# start of Source document

The SEM image of the microstructure of the hot rolled alloy.

3 RESULTS AND DISCUSSION

3.1 The m-Value Distribution Map

The authors investigated the hot working behavior of the SP-700 alloy previously [15]. The hot deformation activation energy of the SP-700 alloy in the α/β region was determined as 305.5 kJ mol–1, which is higher than that in the single-phase β region (165.2 kJ mol–1) due to the dynamic globularization of the lamellar α phase. The peak efficiency of 54% was also observed in the processing map of the alloy the by authors [15] in the temperature range of 780–810°C and strain rates of 0.001–0.008 s–1. The strain-rate sensitivity coefficient (m) can be calculated from the slope of lnσ–ln\(\dot {\varepsilon }\) curves [27, 28]. The m-value distribution map of the hot compressed alloy as a function of strain rate and temperature is given in Fig. 2. It is seen that the m-values arise by decreasing the strain rate. However, the trend of the m-value has a complicated distribution as a function of temperature. The m-value increased by the temperature at strain rates of 0.1–1 s–1, while it became higher than 0.34 at strain rates of 0.001–0.01 s–1 and a lower temperature range of 700–850°C. At strain rates of 0.001–0.01 s–1 and the temperature range of 770–820°C, the m-value became maximum, i.e., 0.36.

# end of Source document
# start of Supplied information

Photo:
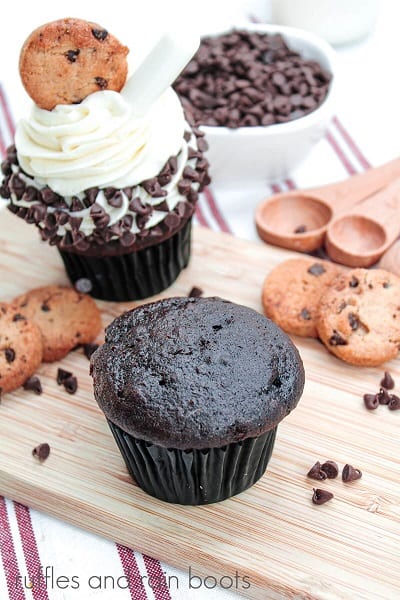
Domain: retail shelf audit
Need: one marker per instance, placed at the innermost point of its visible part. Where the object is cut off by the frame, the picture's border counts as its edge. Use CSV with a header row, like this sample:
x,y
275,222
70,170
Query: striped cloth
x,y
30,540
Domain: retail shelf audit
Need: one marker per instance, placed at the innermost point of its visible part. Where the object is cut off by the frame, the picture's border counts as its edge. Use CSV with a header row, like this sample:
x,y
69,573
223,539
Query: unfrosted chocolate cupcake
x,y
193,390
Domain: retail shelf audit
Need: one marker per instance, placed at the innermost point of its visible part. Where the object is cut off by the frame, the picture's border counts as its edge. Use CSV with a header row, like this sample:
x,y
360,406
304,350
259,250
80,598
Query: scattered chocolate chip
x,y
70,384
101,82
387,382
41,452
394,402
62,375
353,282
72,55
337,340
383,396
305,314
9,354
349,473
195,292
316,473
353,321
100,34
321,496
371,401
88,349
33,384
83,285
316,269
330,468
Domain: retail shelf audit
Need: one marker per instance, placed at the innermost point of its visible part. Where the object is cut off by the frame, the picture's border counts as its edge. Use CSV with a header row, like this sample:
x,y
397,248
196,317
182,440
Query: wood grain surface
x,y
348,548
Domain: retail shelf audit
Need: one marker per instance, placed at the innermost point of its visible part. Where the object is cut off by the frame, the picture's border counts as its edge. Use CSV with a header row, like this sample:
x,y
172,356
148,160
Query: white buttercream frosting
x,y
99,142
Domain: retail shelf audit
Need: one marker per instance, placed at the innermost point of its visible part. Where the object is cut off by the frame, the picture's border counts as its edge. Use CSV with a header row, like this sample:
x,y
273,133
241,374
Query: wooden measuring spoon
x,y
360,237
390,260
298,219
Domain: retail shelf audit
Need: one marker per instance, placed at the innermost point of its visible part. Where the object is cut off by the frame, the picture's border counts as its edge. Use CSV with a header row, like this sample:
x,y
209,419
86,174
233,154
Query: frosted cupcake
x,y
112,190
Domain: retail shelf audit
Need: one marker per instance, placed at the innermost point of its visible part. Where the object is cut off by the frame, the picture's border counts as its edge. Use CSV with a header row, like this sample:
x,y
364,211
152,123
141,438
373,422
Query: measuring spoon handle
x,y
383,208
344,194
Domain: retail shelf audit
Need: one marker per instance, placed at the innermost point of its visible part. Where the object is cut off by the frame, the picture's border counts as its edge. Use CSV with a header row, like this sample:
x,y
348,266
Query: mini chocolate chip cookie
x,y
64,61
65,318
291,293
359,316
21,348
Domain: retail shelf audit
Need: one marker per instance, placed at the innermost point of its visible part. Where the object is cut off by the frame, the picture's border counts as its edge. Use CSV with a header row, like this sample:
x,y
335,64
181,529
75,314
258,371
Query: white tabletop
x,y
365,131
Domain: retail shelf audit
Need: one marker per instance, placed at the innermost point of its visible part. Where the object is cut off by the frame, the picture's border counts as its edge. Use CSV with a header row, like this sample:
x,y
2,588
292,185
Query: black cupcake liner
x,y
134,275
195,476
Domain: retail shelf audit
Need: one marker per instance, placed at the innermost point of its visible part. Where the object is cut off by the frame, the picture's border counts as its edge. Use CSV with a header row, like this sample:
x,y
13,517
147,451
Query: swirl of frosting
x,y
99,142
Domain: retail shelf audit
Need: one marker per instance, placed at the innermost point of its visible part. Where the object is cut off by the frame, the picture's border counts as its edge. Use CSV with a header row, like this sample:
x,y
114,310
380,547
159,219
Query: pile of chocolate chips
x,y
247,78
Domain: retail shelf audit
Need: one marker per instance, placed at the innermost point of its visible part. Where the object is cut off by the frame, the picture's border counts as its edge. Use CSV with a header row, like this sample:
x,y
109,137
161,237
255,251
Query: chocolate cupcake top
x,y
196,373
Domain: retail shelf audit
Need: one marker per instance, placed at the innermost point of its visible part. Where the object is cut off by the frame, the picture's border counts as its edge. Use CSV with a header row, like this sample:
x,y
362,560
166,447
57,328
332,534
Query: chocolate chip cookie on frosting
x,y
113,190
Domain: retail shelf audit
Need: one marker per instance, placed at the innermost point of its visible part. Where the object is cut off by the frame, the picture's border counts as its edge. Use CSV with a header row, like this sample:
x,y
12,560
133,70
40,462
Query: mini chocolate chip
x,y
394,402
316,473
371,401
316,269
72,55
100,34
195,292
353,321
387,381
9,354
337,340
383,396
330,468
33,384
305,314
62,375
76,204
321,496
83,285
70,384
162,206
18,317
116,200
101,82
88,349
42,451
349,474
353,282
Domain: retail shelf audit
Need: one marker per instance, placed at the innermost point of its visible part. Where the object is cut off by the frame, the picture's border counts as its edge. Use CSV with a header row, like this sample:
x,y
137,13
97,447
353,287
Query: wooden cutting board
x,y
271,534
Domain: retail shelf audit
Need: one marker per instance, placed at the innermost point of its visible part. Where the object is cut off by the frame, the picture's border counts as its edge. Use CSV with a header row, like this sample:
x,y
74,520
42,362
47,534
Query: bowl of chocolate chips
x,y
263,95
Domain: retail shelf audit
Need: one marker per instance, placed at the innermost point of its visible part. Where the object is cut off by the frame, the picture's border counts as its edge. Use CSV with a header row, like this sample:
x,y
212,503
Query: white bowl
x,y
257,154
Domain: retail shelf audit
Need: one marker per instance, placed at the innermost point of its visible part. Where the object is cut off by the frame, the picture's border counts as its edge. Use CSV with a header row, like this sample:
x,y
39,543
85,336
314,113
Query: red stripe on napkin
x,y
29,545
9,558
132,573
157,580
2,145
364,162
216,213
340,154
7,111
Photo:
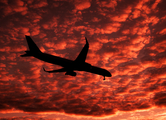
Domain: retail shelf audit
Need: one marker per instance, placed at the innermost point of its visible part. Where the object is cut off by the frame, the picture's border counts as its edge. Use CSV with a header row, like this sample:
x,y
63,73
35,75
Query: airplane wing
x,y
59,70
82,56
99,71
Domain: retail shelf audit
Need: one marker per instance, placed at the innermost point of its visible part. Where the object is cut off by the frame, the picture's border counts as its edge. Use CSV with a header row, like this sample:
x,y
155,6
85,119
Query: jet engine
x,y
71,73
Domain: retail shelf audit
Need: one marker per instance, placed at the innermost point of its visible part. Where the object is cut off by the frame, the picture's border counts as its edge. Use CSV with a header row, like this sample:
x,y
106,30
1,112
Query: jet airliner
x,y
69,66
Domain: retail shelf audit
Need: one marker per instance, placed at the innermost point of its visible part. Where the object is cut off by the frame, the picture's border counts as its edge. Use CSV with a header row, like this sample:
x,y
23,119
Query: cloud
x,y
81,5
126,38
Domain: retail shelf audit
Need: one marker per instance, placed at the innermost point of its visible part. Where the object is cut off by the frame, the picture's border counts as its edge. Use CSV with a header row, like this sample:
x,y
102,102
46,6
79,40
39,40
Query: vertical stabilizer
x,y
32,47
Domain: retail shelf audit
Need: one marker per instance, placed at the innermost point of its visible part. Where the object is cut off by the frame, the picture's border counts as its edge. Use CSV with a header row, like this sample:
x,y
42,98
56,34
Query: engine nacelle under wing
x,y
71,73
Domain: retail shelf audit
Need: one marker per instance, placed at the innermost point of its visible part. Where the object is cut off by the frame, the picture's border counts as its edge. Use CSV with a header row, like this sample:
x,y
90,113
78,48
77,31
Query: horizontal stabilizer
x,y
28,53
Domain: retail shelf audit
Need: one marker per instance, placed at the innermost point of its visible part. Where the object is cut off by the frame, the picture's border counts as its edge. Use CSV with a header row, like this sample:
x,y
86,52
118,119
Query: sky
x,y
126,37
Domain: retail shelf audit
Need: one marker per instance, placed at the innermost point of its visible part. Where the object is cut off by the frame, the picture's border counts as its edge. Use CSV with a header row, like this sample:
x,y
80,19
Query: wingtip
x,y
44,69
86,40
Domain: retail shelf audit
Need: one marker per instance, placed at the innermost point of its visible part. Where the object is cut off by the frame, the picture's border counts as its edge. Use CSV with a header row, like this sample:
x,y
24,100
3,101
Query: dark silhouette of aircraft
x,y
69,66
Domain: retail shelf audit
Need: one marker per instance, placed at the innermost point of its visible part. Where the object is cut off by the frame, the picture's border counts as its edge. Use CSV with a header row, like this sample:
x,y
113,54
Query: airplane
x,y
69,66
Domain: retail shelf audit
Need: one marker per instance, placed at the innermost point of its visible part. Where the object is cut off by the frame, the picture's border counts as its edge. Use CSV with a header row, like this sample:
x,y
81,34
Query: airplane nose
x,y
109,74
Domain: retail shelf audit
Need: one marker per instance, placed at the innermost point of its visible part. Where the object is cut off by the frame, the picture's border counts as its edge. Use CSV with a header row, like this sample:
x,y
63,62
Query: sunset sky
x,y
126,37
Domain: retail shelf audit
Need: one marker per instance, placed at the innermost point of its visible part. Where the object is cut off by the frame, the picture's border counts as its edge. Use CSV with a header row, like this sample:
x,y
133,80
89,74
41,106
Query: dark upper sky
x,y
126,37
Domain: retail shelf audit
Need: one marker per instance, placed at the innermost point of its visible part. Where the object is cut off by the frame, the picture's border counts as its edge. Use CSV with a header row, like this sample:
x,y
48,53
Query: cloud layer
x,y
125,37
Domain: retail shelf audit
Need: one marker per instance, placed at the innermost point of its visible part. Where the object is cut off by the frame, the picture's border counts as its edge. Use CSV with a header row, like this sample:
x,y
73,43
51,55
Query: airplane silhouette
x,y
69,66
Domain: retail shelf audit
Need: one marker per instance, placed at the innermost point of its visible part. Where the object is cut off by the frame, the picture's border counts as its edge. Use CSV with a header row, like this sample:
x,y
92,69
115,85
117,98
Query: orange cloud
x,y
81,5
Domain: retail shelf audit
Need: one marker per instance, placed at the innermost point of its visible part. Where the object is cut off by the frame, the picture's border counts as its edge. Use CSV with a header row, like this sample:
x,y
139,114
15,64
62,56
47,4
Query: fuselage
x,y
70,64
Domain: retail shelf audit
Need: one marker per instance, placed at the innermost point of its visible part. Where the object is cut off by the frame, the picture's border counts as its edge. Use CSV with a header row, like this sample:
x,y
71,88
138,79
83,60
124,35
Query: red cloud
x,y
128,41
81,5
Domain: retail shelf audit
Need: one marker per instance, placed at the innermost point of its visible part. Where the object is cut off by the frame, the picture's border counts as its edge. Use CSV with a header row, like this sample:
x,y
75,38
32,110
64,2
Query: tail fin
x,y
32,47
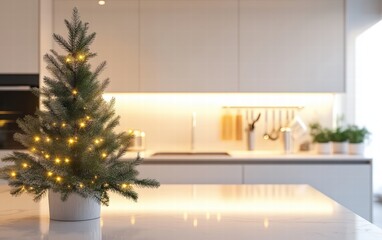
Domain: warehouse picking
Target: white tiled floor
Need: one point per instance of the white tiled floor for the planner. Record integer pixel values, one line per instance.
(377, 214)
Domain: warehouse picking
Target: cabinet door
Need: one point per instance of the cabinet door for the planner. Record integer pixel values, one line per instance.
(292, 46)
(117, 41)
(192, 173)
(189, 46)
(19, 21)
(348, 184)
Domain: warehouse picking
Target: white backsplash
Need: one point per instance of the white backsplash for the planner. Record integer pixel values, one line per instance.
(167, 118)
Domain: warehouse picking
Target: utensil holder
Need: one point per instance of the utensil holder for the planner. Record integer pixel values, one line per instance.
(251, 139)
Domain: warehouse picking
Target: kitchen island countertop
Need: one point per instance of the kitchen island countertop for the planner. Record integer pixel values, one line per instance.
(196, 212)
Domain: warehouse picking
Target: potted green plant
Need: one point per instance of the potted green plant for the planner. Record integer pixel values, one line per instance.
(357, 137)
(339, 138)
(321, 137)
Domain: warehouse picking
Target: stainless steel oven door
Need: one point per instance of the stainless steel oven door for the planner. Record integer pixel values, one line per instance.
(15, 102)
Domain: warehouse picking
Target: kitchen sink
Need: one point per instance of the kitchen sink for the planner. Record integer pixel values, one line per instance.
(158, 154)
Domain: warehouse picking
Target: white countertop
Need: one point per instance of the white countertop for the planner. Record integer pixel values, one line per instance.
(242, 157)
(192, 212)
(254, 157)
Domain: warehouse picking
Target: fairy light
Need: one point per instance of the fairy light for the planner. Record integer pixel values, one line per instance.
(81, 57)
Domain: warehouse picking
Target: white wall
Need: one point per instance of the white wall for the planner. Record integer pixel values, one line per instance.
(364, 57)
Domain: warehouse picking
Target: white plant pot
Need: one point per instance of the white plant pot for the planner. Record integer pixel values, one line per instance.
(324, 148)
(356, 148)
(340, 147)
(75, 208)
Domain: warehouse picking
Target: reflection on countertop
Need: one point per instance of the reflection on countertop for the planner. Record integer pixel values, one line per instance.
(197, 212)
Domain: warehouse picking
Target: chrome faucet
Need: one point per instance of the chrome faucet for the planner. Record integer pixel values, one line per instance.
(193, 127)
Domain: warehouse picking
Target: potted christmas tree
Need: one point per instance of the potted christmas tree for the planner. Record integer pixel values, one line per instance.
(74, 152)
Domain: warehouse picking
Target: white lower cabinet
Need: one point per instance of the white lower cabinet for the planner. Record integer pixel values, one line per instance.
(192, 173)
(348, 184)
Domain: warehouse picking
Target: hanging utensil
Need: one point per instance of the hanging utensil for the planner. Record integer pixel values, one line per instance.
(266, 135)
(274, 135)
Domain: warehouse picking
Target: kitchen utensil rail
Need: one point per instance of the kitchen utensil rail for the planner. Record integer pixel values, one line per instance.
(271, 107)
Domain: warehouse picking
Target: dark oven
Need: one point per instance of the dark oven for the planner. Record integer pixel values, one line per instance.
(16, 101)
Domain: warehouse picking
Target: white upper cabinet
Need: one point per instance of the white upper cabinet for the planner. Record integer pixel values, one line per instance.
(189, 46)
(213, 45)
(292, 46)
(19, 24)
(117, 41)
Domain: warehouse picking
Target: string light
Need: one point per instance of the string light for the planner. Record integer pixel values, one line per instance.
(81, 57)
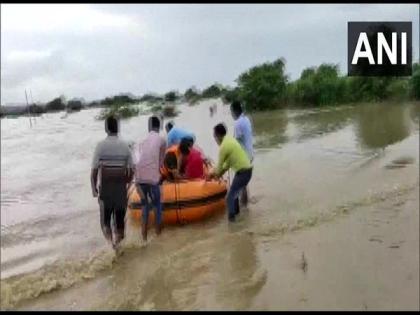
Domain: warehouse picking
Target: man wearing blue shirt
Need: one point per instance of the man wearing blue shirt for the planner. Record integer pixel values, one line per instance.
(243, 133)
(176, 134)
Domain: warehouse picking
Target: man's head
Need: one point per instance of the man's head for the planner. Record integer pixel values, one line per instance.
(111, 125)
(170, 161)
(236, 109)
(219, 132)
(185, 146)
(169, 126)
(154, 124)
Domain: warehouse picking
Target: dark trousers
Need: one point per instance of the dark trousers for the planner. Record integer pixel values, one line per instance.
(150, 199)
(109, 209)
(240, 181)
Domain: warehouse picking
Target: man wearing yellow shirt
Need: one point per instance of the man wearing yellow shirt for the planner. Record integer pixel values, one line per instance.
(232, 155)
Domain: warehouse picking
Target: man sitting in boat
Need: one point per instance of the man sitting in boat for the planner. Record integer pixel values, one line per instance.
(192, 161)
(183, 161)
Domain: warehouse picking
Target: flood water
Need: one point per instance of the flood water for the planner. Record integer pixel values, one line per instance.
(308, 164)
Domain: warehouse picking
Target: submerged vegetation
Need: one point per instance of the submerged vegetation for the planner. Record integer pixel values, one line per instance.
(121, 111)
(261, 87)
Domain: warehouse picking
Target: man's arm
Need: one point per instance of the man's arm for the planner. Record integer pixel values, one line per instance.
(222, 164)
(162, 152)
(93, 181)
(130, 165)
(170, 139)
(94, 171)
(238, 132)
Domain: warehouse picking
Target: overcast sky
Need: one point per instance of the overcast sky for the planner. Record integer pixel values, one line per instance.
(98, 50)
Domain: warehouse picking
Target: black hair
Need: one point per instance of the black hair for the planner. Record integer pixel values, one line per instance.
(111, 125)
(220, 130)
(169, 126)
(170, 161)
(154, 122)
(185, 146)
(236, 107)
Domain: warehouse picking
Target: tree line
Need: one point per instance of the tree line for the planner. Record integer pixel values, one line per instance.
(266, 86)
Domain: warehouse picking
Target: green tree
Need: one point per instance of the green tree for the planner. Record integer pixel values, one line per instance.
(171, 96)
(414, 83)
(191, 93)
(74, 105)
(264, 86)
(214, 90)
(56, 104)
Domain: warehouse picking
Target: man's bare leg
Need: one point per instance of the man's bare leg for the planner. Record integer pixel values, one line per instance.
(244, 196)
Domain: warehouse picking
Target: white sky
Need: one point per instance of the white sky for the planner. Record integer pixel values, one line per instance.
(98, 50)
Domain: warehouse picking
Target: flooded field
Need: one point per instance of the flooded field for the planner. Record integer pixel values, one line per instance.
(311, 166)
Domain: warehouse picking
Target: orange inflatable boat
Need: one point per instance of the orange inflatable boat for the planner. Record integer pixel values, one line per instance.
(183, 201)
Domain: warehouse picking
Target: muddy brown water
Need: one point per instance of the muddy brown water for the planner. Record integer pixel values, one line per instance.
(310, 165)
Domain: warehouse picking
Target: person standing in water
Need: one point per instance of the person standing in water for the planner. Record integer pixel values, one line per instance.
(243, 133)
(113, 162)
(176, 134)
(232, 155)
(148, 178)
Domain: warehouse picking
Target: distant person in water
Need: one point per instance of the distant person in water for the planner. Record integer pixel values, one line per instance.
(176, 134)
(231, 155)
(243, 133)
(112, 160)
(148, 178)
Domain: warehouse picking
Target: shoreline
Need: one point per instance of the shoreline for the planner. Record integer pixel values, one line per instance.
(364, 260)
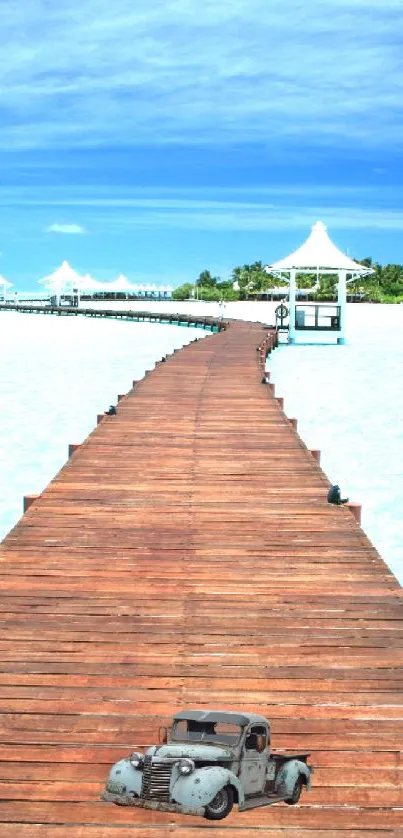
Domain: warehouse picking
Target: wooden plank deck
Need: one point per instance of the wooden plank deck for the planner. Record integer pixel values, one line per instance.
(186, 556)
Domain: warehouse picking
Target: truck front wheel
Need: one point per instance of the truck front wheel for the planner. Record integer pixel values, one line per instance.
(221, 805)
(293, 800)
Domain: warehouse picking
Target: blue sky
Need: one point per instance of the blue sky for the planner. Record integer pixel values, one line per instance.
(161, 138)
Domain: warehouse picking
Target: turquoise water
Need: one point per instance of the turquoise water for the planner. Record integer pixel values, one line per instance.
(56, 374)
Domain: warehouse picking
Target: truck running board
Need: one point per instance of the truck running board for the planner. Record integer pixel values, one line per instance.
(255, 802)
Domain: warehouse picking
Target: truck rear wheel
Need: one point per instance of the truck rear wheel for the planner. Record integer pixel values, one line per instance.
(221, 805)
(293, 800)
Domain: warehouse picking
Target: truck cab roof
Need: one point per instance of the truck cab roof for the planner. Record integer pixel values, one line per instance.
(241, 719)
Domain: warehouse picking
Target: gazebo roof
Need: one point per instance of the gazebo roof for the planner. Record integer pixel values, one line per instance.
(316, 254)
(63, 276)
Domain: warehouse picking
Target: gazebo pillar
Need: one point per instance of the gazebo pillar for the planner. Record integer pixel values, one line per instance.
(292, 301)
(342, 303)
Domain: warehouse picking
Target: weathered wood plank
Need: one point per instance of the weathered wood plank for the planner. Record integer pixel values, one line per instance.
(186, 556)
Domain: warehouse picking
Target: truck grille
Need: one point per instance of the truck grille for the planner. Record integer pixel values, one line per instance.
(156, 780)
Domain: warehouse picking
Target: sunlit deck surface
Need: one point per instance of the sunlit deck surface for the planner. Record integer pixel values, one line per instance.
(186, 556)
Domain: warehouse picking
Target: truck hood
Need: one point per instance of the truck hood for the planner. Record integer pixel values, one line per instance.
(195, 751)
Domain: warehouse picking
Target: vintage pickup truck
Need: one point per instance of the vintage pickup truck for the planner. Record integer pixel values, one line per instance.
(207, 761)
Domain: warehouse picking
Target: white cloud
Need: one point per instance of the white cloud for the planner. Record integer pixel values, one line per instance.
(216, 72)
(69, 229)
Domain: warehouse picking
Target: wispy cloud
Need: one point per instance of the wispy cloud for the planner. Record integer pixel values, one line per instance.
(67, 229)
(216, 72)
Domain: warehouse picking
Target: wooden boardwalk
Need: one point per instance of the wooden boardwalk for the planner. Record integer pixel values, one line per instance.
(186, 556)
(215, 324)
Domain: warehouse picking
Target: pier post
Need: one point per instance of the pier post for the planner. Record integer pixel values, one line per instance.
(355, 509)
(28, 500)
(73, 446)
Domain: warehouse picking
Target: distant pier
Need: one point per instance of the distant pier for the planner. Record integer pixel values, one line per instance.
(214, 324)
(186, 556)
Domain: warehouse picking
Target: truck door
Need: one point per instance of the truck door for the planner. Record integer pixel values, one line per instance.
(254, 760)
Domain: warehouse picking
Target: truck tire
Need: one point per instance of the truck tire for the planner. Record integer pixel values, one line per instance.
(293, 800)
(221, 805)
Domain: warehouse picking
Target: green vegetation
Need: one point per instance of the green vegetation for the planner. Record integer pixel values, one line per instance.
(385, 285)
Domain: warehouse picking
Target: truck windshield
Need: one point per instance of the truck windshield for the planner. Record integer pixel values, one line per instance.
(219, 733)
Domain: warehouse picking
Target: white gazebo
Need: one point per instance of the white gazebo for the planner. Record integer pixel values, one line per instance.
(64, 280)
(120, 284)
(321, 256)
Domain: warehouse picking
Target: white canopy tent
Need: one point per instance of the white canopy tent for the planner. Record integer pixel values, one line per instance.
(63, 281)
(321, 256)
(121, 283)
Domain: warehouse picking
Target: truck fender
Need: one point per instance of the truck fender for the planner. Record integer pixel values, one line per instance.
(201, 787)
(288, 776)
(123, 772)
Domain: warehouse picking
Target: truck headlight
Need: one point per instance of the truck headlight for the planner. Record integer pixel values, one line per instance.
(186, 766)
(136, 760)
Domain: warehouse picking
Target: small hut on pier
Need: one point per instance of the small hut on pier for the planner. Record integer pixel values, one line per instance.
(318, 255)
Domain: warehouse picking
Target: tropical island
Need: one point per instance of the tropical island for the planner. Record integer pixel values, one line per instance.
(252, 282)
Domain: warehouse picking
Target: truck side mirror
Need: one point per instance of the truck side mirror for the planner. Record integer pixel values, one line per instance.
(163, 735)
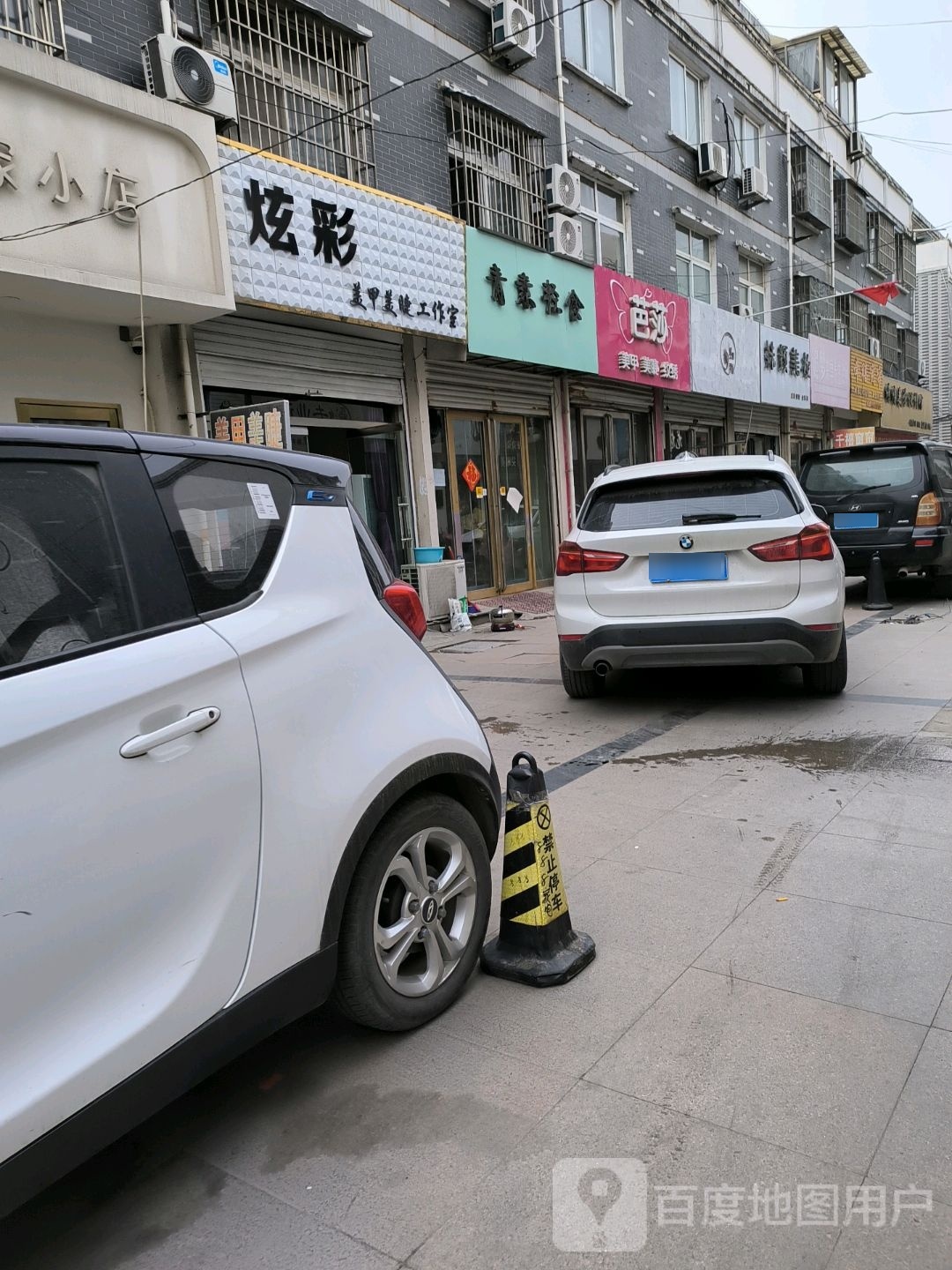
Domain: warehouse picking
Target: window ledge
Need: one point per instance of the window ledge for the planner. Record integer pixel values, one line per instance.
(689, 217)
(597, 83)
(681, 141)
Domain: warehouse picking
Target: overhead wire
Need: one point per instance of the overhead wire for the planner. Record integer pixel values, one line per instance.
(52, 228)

# end of Supplied information

Aim »
In the source document on the SP-700 alloy, why is the hot deformation activation energy in the α/β region higher than in the single-phase β region? Answer in one to three sentences.

Response for this exercise »
The activation energy in the α/β region is 305.5 kJ mol–1, compared with 165.2 kJ mol–1 in the single-phase β region. The difference is due to the dynamic globularization of the lamellar α phase.